*** RECORDS TO USE

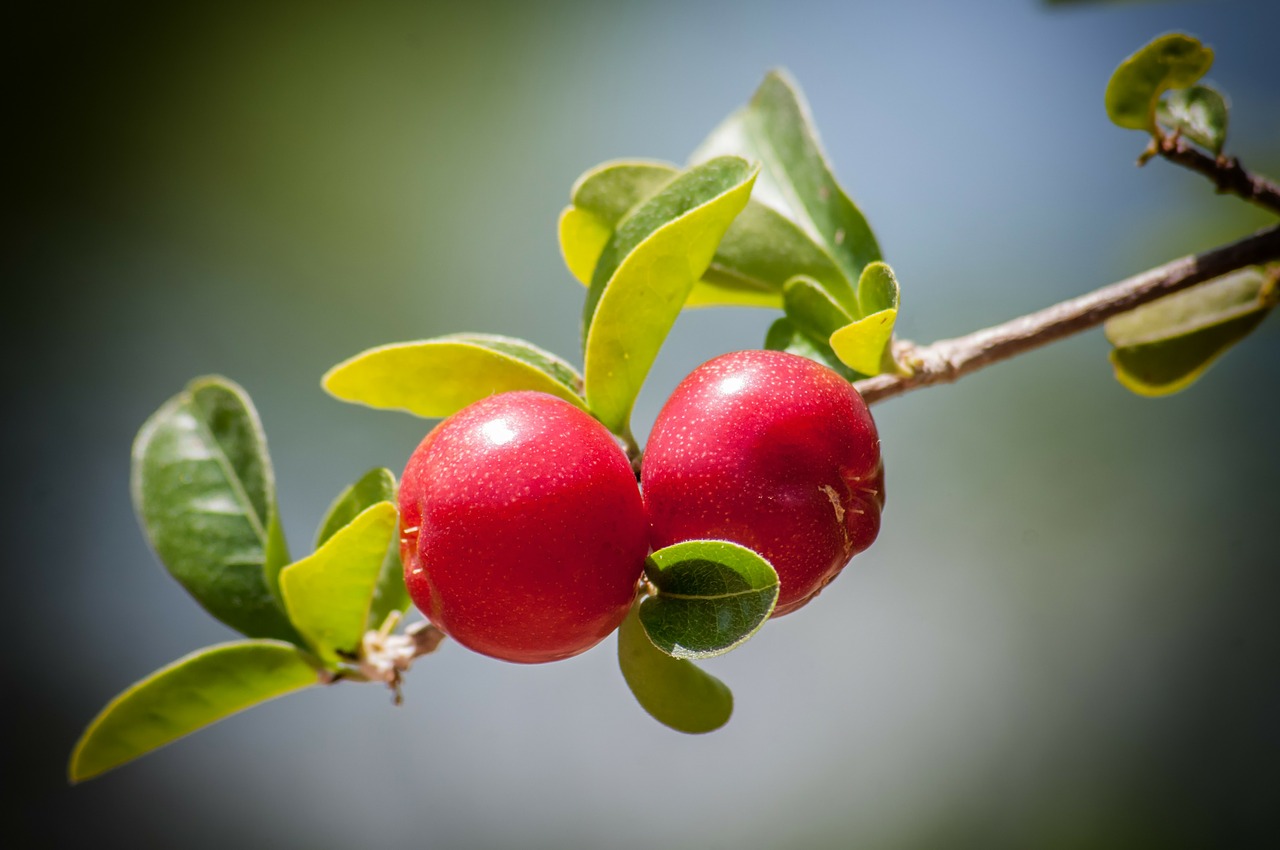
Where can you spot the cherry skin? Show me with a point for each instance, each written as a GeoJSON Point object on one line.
{"type": "Point", "coordinates": [524, 533]}
{"type": "Point", "coordinates": [771, 451]}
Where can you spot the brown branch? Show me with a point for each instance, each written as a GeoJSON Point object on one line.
{"type": "Point", "coordinates": [1225, 172]}
{"type": "Point", "coordinates": [950, 359]}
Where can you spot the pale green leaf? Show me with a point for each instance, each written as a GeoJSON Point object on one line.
{"type": "Point", "coordinates": [191, 693]}
{"type": "Point", "coordinates": [757, 255]}
{"type": "Point", "coordinates": [1162, 347]}
{"type": "Point", "coordinates": [329, 594]}
{"type": "Point", "coordinates": [435, 378]}
{"type": "Point", "coordinates": [877, 289]}
{"type": "Point", "coordinates": [600, 199]}
{"type": "Point", "coordinates": [644, 277]}
{"type": "Point", "coordinates": [812, 309]}
{"type": "Point", "coordinates": [1198, 113]}
{"type": "Point", "coordinates": [375, 485]}
{"type": "Point", "coordinates": [712, 595]}
{"type": "Point", "coordinates": [760, 251]}
{"type": "Point", "coordinates": [785, 336]}
{"type": "Point", "coordinates": [865, 344]}
{"type": "Point", "coordinates": [675, 691]}
{"type": "Point", "coordinates": [795, 179]}
{"type": "Point", "coordinates": [205, 493]}
{"type": "Point", "coordinates": [1173, 60]}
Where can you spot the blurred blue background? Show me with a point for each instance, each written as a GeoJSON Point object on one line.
{"type": "Point", "coordinates": [1066, 635]}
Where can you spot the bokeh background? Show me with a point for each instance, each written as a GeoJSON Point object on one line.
{"type": "Point", "coordinates": [1066, 635]}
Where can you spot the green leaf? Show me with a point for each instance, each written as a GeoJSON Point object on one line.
{"type": "Point", "coordinates": [600, 199]}
{"type": "Point", "coordinates": [759, 251]}
{"type": "Point", "coordinates": [1198, 113]}
{"type": "Point", "coordinates": [1173, 60]}
{"type": "Point", "coordinates": [435, 378]}
{"type": "Point", "coordinates": [205, 493]}
{"type": "Point", "coordinates": [191, 693]}
{"type": "Point", "coordinates": [865, 344]}
{"type": "Point", "coordinates": [795, 179]}
{"type": "Point", "coordinates": [1165, 346]}
{"type": "Point", "coordinates": [375, 485]}
{"type": "Point", "coordinates": [675, 691]}
{"type": "Point", "coordinates": [329, 594]}
{"type": "Point", "coordinates": [877, 289]}
{"type": "Point", "coordinates": [644, 277]}
{"type": "Point", "coordinates": [712, 597]}
{"type": "Point", "coordinates": [785, 336]}
{"type": "Point", "coordinates": [812, 309]}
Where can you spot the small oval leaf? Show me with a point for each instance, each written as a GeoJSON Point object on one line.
{"type": "Point", "coordinates": [812, 309]}
{"type": "Point", "coordinates": [865, 344]}
{"type": "Point", "coordinates": [712, 597]}
{"type": "Point", "coordinates": [757, 255]}
{"type": "Point", "coordinates": [877, 289]}
{"type": "Point", "coordinates": [1173, 60]}
{"type": "Point", "coordinates": [191, 693]}
{"type": "Point", "coordinates": [795, 178]}
{"type": "Point", "coordinates": [675, 691]}
{"type": "Point", "coordinates": [785, 336]}
{"type": "Point", "coordinates": [1198, 113]}
{"type": "Point", "coordinates": [375, 485]}
{"type": "Point", "coordinates": [329, 593]}
{"type": "Point", "coordinates": [600, 199]}
{"type": "Point", "coordinates": [204, 490]}
{"type": "Point", "coordinates": [583, 237]}
{"type": "Point", "coordinates": [435, 378]}
{"type": "Point", "coordinates": [1164, 347]}
{"type": "Point", "coordinates": [645, 275]}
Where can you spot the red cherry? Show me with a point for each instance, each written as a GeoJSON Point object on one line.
{"type": "Point", "coordinates": [771, 451]}
{"type": "Point", "coordinates": [522, 529]}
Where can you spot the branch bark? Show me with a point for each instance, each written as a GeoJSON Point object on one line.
{"type": "Point", "coordinates": [1225, 172]}
{"type": "Point", "coordinates": [950, 359]}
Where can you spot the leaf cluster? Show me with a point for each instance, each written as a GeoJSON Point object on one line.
{"type": "Point", "coordinates": [1165, 346]}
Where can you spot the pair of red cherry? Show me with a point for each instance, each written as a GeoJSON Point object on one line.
{"type": "Point", "coordinates": [525, 534]}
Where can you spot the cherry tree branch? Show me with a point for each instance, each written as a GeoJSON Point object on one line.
{"type": "Point", "coordinates": [1225, 172]}
{"type": "Point", "coordinates": [950, 359]}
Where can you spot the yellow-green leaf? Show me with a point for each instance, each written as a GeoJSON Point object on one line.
{"type": "Point", "coordinates": [775, 128]}
{"type": "Point", "coordinates": [757, 255]}
{"type": "Point", "coordinates": [864, 344]}
{"type": "Point", "coordinates": [329, 593]}
{"type": "Point", "coordinates": [1173, 60]}
{"type": "Point", "coordinates": [435, 378]}
{"type": "Point", "coordinates": [1164, 347]}
{"type": "Point", "coordinates": [712, 595]}
{"type": "Point", "coordinates": [647, 273]}
{"type": "Point", "coordinates": [375, 485]}
{"type": "Point", "coordinates": [600, 199]}
{"type": "Point", "coordinates": [1198, 113]}
{"type": "Point", "coordinates": [191, 693]}
{"type": "Point", "coordinates": [673, 690]}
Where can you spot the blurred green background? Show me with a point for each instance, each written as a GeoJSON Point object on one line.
{"type": "Point", "coordinates": [1066, 634]}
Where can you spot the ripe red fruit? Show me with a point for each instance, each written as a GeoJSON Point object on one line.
{"type": "Point", "coordinates": [771, 451]}
{"type": "Point", "coordinates": [522, 529]}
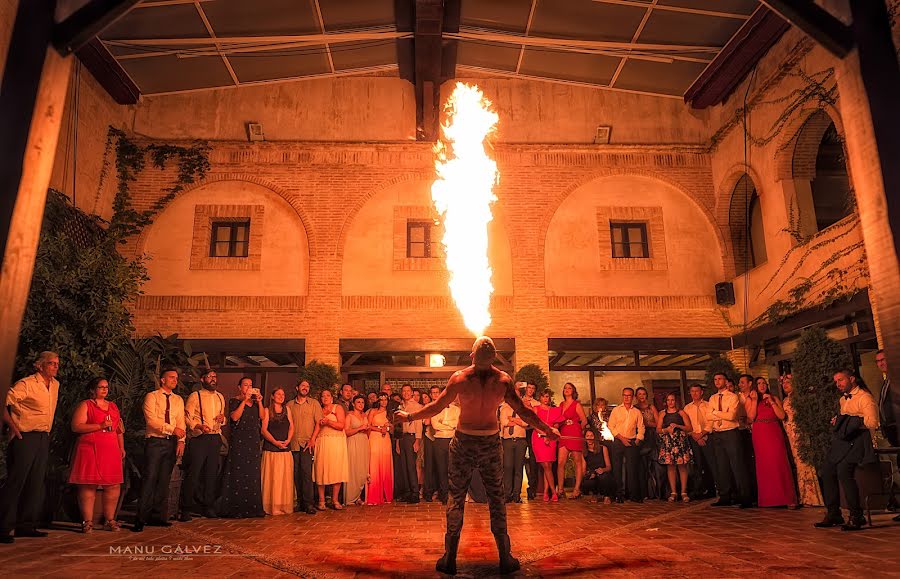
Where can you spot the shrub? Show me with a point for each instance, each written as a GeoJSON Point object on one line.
{"type": "Point", "coordinates": [533, 374]}
{"type": "Point", "coordinates": [817, 358]}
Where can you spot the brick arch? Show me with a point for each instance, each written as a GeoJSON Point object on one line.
{"type": "Point", "coordinates": [291, 199]}
{"type": "Point", "coordinates": [597, 175]}
{"type": "Point", "coordinates": [796, 153]}
{"type": "Point", "coordinates": [731, 217]}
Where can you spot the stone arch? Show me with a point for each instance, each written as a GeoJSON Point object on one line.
{"type": "Point", "coordinates": [556, 202]}
{"type": "Point", "coordinates": [737, 253]}
{"type": "Point", "coordinates": [291, 199]}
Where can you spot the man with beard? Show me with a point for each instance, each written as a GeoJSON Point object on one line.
{"type": "Point", "coordinates": [480, 389]}
{"type": "Point", "coordinates": [204, 415]}
{"type": "Point", "coordinates": [306, 413]}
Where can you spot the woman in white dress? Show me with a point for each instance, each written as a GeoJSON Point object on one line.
{"type": "Point", "coordinates": [330, 443]}
{"type": "Point", "coordinates": [357, 451]}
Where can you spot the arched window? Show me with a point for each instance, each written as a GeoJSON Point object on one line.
{"type": "Point", "coordinates": [821, 182]}
{"type": "Point", "coordinates": [832, 198]}
{"type": "Point", "coordinates": [745, 223]}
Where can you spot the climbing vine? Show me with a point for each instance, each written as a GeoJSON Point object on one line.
{"type": "Point", "coordinates": [130, 160]}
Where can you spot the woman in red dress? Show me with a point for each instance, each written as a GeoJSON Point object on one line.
{"type": "Point", "coordinates": [773, 471]}
{"type": "Point", "coordinates": [98, 455]}
{"type": "Point", "coordinates": [571, 442]}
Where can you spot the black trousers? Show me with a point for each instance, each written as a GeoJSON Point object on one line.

******

*WORK REQUIRED*:
Repeat every line above precisely; pictures do not belong in the copy.

*EXPECTED ANSWER*:
Where can you spot the cherry skin? Show me with a point for each instance, each written as a GeoJSON Point object on one line.
{"type": "Point", "coordinates": [524, 533]}
{"type": "Point", "coordinates": [771, 451]}
Where can you spot the brown branch? Show me with a point for each instance, each written as a GeoJSON Point object on one line.
{"type": "Point", "coordinates": [1225, 172]}
{"type": "Point", "coordinates": [950, 359]}
Where can you spot the pale green leaf? Show me with a point for each instance, each written as a GeoJSON Point object on one line.
{"type": "Point", "coordinates": [191, 693]}
{"type": "Point", "coordinates": [757, 255]}
{"type": "Point", "coordinates": [1162, 347]}
{"type": "Point", "coordinates": [329, 594]}
{"type": "Point", "coordinates": [435, 378]}
{"type": "Point", "coordinates": [877, 289]}
{"type": "Point", "coordinates": [600, 199]}
{"type": "Point", "coordinates": [644, 277]}
{"type": "Point", "coordinates": [812, 309]}
{"type": "Point", "coordinates": [1198, 113]}
{"type": "Point", "coordinates": [375, 485]}
{"type": "Point", "coordinates": [712, 595]}
{"type": "Point", "coordinates": [760, 251]}
{"type": "Point", "coordinates": [785, 336]}
{"type": "Point", "coordinates": [865, 344]}
{"type": "Point", "coordinates": [675, 691]}
{"type": "Point", "coordinates": [795, 179]}
{"type": "Point", "coordinates": [205, 493]}
{"type": "Point", "coordinates": [1173, 60]}
Where can you spot the blurred blue background? Show me with a point for each instance, each written as a GeoJSON Point object on one line.
{"type": "Point", "coordinates": [1066, 635]}
Where can you spot the bokeh background? Show me with a point for each instance, each written as a GeoJSON Point object on one line.
{"type": "Point", "coordinates": [1066, 635]}
Where can you spot the green leaf? Show me with a point for each instance, each written as a GeoJSON Point object on one line.
{"type": "Point", "coordinates": [600, 199]}
{"type": "Point", "coordinates": [759, 251]}
{"type": "Point", "coordinates": [1198, 113]}
{"type": "Point", "coordinates": [1173, 60]}
{"type": "Point", "coordinates": [435, 378]}
{"type": "Point", "coordinates": [205, 493]}
{"type": "Point", "coordinates": [191, 693]}
{"type": "Point", "coordinates": [865, 344]}
{"type": "Point", "coordinates": [795, 179]}
{"type": "Point", "coordinates": [1165, 346]}
{"type": "Point", "coordinates": [375, 485]}
{"type": "Point", "coordinates": [675, 691]}
{"type": "Point", "coordinates": [329, 594]}
{"type": "Point", "coordinates": [877, 289]}
{"type": "Point", "coordinates": [644, 277]}
{"type": "Point", "coordinates": [712, 597]}
{"type": "Point", "coordinates": [785, 336]}
{"type": "Point", "coordinates": [812, 309]}
Where can you spot the small oval leaf? Show me with a point for each instance, each written as a GeoJSON Point object on one line.
{"type": "Point", "coordinates": [812, 309]}
{"type": "Point", "coordinates": [865, 344]}
{"type": "Point", "coordinates": [712, 597]}
{"type": "Point", "coordinates": [757, 255]}
{"type": "Point", "coordinates": [877, 289]}
{"type": "Point", "coordinates": [1173, 60]}
{"type": "Point", "coordinates": [191, 693]}
{"type": "Point", "coordinates": [795, 178]}
{"type": "Point", "coordinates": [675, 691]}
{"type": "Point", "coordinates": [785, 336]}
{"type": "Point", "coordinates": [1198, 113]}
{"type": "Point", "coordinates": [375, 485]}
{"type": "Point", "coordinates": [329, 593]}
{"type": "Point", "coordinates": [600, 199]}
{"type": "Point", "coordinates": [204, 490]}
{"type": "Point", "coordinates": [583, 237]}
{"type": "Point", "coordinates": [435, 378]}
{"type": "Point", "coordinates": [1164, 347]}
{"type": "Point", "coordinates": [645, 275]}
Where can you spot the red cherry? Show me with a point for each instance, each written as a GeoJSON Point object on one line.
{"type": "Point", "coordinates": [771, 451]}
{"type": "Point", "coordinates": [522, 529]}
Where can you spot the branch bark? Show me with a point for each instance, each written as a GeoJSON Point object on one line.
{"type": "Point", "coordinates": [1225, 172]}
{"type": "Point", "coordinates": [950, 359]}
Where can you spot the leaf cluster? Show me with a point for each instance, each written as a GeoJSON Point object on one line.
{"type": "Point", "coordinates": [1165, 346]}
Where can you spot the pair of red cherry? Show me with a point for each instance, each written as a GeoJSON Point object on one line.
{"type": "Point", "coordinates": [525, 534]}
Where can you spot the cherry tree branch? Show me with a point for each instance, each written as a GeoJSON Point object on one line.
{"type": "Point", "coordinates": [1225, 172]}
{"type": "Point", "coordinates": [950, 359]}
Where can you spot the yellow-green leaf? Show me with a point for each instance, each written as a GeoJSON Point object on one line.
{"type": "Point", "coordinates": [775, 128]}
{"type": "Point", "coordinates": [757, 255]}
{"type": "Point", "coordinates": [864, 344]}
{"type": "Point", "coordinates": [329, 593]}
{"type": "Point", "coordinates": [1173, 60]}
{"type": "Point", "coordinates": [435, 378]}
{"type": "Point", "coordinates": [1164, 347]}
{"type": "Point", "coordinates": [712, 595]}
{"type": "Point", "coordinates": [647, 273]}
{"type": "Point", "coordinates": [375, 485]}
{"type": "Point", "coordinates": [600, 199]}
{"type": "Point", "coordinates": [1198, 113]}
{"type": "Point", "coordinates": [191, 693]}
{"type": "Point", "coordinates": [673, 690]}
Where can you spot the blurred green background? Show me with a point for each instance, each written as a GeoJSON Point object on one line.
{"type": "Point", "coordinates": [1066, 634]}
Where can you spot the ripe red fruit? Show me with a point for each instance, each written as a GeoJSON Point object on one line.
{"type": "Point", "coordinates": [771, 451]}
{"type": "Point", "coordinates": [522, 529]}
Where can you spot the shrub? Show me with a point for each instance, each written as a GeoJSON Point object on one line.
{"type": "Point", "coordinates": [533, 374]}
{"type": "Point", "coordinates": [817, 358]}
Where can you spot the brick arch? Show me with a point for each instance, each written as a GeoJSON Point object on one line.
{"type": "Point", "coordinates": [291, 199]}
{"type": "Point", "coordinates": [597, 175]}
{"type": "Point", "coordinates": [796, 153]}
{"type": "Point", "coordinates": [731, 217]}
Where can you spot the stone arch? Show me with a point for each instance, each written as a GeoJSON Point object on one line.
{"type": "Point", "coordinates": [556, 202]}
{"type": "Point", "coordinates": [737, 253]}
{"type": "Point", "coordinates": [291, 199]}
Where can you spot the man with beard? Show me with a point for each instance, each written as a GeoJSON Point object on one line.
{"type": "Point", "coordinates": [480, 389]}
{"type": "Point", "coordinates": [204, 415]}
{"type": "Point", "coordinates": [306, 413]}
Where can you spot the woman in white dress? Show me with a point for each instance, each written as a GeoJSON Point object on one line.
{"type": "Point", "coordinates": [330, 443]}
{"type": "Point", "coordinates": [357, 451]}
Where can you spot the arched window? Show me with a point for each instance, each written as a GeoJSON Point object on one line.
{"type": "Point", "coordinates": [821, 182]}
{"type": "Point", "coordinates": [832, 198]}
{"type": "Point", "coordinates": [745, 223]}
Where can you spot the climbing vine? Show me with a point for each instance, each written as a GeoJSON Point object on one line.
{"type": "Point", "coordinates": [130, 160]}
Where can you spot the woman in red dress? Show me with a point for each instance, each written as a GeoJSON Point object on one line.
{"type": "Point", "coordinates": [773, 471]}
{"type": "Point", "coordinates": [98, 455]}
{"type": "Point", "coordinates": [571, 442]}
Where can you spot the black trousers? Show me with a point for each instance, each written as a GeoJSON Point object on one line.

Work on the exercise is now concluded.